The Duke English department eventually collapsed into recriminations, but not before its flagship journal, Social Text, was famously hoaxed by Alan Sokal, a physicist, who submitted an article in 1996 on the “hermeneutics of quantum gravity.” Fish, who served as a director of the journal’s press at the time, lashed out at Sokal in The New York Times, warning his unseemly exposure of academic chicanery would foster “a deep and corrosive attitude of suspicion” towards academic writing, as if that were not the point. Again, this may explain his tolerance for the sort of bad academic writing and intellectual antics for which Butler is famous.
For her part, and despite claiming that the two differ on many issues, Butler is well-known as a Fish fan. Her introduction to his essay entitled “There’s No Such Thing as Free Speech” in The Stanley Fish Reader of 1999 praised his demands for the censorship of “hate speech,” chastising him only for not being specific enough in “what belongs” to the realm of acceptable utterances. Butler, not surprisingly, believes that any speech she considers “fascism, racism, transphobia … homophobia” should be banned. Thus Fish, with his theoretical essay, flirts with the radical left while allowing the likes of Butler to finish his sentences. She emerges as a crusader of radical social control, while he’s an amiable liberal enabler. Writ large, the Fish-Butler show has been going on for decades.

Supplied entries:
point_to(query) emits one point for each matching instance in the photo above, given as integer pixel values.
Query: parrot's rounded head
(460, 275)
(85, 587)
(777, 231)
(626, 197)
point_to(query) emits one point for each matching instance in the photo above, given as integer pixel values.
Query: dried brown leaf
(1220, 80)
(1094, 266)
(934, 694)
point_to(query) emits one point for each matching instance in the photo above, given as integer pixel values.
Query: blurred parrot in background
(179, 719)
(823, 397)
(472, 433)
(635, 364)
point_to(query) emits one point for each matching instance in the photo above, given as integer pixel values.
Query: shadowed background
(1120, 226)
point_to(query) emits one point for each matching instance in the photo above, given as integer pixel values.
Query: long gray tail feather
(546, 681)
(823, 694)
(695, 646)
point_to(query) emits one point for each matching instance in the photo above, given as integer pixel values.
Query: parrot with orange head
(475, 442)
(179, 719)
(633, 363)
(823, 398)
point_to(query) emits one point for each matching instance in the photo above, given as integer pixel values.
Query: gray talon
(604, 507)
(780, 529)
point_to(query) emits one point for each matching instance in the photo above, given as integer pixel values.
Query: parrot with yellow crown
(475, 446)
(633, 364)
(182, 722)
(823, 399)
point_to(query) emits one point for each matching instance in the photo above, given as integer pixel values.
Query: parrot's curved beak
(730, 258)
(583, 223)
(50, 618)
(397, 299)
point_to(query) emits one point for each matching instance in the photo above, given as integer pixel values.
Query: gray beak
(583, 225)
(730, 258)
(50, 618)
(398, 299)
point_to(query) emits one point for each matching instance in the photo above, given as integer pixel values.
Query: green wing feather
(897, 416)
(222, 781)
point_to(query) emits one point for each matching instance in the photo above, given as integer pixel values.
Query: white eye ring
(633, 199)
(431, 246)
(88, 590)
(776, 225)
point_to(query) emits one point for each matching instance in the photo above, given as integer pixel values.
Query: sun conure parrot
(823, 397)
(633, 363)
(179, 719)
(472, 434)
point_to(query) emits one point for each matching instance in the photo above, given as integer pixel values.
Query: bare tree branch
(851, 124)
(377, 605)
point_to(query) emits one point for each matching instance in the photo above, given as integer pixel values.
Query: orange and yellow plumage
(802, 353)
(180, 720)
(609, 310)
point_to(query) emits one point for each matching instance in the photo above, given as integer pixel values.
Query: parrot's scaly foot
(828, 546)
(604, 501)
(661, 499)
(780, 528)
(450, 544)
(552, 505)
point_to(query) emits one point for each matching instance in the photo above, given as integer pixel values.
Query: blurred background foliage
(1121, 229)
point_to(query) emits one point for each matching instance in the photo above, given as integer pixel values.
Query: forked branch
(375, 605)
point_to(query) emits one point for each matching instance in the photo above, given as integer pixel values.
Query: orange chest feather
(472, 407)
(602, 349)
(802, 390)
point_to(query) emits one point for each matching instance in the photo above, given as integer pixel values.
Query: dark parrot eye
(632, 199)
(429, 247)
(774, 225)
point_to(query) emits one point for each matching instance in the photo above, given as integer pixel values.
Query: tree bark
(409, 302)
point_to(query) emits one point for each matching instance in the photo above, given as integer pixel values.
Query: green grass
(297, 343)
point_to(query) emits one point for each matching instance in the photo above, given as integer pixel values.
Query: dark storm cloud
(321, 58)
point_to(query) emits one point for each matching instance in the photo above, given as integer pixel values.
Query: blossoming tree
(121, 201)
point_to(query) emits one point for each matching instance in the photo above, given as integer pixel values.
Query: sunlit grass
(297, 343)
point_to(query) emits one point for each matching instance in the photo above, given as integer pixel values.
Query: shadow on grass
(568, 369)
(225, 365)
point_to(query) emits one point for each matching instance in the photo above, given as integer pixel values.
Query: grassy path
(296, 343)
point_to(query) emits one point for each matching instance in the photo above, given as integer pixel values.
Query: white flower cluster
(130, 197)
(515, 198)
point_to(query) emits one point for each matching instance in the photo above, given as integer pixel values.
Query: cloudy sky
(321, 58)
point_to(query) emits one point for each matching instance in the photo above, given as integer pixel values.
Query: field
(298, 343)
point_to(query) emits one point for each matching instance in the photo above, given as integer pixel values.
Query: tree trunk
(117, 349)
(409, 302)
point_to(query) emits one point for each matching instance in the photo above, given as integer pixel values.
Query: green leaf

Instructions to follow: Using the passage on Fish and Butler, say whether each statement agrees with it, and give yes or no with the deciding words quoted. 1. Alan Sokal submitted his hoax article in 1996. 2. Fish criticized Sokal in The Washington Post. 3. Butler's introduction faulted Fish for being too specific about acceptable speech. The lines are separate material with no connection to the text.

Result for this task:
1. Yes: "who submitted an article in 1996 on the “hermeneutics of quantum gravity.”"
2. No: "lashed out at Sokal in The New York Times"
3. No: "chastising him only for not being specific enough in “what belongs” to the realm of acceptable utterances"